[SUPPLIED ENTRIES]:
____
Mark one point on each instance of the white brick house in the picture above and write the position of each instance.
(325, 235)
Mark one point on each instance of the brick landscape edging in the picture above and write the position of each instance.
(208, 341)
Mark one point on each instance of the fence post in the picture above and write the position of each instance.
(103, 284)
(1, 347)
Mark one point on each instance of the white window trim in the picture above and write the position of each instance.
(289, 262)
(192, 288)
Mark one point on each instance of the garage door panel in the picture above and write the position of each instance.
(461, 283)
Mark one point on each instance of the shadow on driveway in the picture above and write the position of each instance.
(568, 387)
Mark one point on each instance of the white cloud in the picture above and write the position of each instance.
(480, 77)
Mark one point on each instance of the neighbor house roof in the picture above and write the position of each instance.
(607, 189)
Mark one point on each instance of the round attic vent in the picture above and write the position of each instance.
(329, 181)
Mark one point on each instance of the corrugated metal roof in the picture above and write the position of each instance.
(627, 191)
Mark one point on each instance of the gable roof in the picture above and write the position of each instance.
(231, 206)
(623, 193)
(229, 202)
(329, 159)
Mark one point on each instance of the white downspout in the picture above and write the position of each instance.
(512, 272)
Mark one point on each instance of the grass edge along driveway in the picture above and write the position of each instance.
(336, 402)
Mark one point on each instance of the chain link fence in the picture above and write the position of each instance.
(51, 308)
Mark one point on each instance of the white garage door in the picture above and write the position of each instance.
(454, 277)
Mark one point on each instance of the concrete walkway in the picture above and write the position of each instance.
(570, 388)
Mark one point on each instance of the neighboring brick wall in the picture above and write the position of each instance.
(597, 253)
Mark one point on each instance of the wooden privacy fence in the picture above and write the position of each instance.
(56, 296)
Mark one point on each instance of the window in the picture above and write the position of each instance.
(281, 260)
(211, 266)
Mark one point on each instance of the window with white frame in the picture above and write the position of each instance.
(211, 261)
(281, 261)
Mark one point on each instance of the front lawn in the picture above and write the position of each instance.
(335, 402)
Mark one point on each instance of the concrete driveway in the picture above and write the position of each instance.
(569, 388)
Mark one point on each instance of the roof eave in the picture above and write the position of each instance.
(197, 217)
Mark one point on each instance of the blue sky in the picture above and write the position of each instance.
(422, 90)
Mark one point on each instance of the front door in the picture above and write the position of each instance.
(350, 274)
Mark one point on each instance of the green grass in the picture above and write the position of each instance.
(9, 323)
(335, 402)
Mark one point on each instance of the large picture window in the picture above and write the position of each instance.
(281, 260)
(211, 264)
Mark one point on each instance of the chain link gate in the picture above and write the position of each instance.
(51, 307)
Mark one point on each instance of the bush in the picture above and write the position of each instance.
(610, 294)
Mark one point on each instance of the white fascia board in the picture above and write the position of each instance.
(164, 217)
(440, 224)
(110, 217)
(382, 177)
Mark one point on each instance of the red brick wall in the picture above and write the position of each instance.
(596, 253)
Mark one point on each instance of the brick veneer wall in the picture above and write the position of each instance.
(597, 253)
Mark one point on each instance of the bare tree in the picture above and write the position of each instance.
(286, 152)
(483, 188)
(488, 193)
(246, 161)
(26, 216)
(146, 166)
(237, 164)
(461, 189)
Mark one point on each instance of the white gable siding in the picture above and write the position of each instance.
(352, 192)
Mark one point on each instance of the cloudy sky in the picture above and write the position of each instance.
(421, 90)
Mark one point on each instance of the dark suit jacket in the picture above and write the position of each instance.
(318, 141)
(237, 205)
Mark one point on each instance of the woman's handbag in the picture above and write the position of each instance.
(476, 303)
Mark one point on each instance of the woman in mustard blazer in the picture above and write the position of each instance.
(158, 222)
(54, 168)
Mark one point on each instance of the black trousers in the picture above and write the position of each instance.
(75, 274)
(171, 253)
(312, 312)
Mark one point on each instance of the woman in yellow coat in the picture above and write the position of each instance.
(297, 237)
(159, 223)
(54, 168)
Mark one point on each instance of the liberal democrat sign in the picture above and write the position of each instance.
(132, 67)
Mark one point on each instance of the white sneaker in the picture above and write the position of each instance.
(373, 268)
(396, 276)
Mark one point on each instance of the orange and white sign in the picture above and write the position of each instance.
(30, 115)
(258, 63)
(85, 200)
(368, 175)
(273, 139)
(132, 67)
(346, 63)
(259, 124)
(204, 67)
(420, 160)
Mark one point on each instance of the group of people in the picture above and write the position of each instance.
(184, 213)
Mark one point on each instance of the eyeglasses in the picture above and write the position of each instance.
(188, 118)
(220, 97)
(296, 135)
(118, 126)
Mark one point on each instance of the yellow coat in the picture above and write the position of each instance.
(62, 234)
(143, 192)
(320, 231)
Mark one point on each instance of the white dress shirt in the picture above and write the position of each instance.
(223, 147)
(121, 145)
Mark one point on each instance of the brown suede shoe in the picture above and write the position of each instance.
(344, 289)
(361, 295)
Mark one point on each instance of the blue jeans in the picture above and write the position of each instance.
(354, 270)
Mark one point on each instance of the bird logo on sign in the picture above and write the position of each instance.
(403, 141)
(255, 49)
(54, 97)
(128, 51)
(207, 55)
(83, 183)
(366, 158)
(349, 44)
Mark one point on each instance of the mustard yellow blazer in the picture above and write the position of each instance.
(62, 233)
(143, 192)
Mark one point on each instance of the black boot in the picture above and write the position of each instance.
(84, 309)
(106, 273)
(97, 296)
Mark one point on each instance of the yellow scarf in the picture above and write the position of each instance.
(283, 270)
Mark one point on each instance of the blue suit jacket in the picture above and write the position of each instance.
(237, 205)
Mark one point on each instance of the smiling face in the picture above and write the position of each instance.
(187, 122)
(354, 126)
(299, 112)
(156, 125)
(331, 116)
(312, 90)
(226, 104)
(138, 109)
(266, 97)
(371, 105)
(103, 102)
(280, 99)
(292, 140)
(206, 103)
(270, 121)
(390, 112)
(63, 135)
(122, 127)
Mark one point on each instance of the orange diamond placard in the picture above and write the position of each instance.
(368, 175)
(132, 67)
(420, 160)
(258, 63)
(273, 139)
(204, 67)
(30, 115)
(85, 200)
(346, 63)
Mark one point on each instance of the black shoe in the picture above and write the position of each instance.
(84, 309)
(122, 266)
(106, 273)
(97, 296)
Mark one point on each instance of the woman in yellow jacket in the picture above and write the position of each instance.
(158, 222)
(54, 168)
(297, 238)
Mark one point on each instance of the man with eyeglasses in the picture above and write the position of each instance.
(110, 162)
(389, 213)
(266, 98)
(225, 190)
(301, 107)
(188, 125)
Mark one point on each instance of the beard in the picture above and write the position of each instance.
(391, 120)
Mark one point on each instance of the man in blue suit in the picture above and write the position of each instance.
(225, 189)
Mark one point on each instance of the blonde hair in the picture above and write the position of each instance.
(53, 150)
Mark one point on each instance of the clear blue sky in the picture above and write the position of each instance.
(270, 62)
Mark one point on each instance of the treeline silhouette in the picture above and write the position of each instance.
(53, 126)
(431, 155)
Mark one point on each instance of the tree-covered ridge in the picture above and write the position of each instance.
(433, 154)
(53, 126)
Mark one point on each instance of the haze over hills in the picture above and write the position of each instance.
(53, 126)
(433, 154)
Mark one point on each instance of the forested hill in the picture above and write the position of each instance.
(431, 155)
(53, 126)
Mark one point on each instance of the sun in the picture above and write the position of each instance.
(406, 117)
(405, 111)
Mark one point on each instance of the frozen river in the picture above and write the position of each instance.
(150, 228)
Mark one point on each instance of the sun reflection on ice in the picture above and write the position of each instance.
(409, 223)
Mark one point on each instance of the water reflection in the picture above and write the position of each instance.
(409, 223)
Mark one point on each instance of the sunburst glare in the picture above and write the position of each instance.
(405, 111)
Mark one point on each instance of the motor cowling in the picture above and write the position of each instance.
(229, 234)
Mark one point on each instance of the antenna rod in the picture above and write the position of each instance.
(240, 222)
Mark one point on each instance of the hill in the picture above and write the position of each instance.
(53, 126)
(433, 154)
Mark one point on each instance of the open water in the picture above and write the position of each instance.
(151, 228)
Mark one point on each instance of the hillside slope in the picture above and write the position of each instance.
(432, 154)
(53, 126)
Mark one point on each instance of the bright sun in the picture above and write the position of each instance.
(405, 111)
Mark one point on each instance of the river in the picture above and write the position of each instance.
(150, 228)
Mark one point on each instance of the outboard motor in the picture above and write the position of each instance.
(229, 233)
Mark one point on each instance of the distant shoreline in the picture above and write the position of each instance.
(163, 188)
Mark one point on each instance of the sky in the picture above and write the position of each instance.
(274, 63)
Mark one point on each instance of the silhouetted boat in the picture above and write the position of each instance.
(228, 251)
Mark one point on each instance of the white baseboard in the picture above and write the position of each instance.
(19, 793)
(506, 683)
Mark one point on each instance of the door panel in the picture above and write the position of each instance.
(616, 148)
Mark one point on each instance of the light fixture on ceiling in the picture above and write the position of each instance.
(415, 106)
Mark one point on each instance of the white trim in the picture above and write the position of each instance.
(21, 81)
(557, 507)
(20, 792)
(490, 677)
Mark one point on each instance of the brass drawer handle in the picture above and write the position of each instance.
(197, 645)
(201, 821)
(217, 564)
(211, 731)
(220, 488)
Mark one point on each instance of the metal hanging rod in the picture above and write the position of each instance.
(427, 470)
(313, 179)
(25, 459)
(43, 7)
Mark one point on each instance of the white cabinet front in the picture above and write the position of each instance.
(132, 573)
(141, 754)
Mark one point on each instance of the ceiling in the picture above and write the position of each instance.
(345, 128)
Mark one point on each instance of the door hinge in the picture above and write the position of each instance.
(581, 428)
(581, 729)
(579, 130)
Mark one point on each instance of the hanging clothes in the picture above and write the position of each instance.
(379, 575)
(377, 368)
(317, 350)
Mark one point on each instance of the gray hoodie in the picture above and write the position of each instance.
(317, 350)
____
[PROBLEM]: The answer consists only of the lines from the one containing "Mark one point on each instance of the metal" to the end of the records, each written out exactly.

[COMPLETED TASK]:
Mark one point on each instance of the metal hanging rod in the picture above and write the position of each instance.
(427, 470)
(313, 179)
(25, 459)
(43, 7)
Mark one point on each instance of the white cabinet front in the picture above and write the position of each instance.
(132, 573)
(141, 754)
Mark one point on each instance of the ceiling in the picture above and write the position of each instance.
(345, 128)
Mark one point on each instance of the door hinge in the picture above and write the position of each instance.
(581, 428)
(581, 729)
(579, 130)
Mark one point on each instance of the hanging clothes in the picture above and write the position of each instance.
(379, 575)
(377, 368)
(317, 350)
Mark one point on each instance of the gray hoodie in the picture above and write the position of each instance.
(317, 350)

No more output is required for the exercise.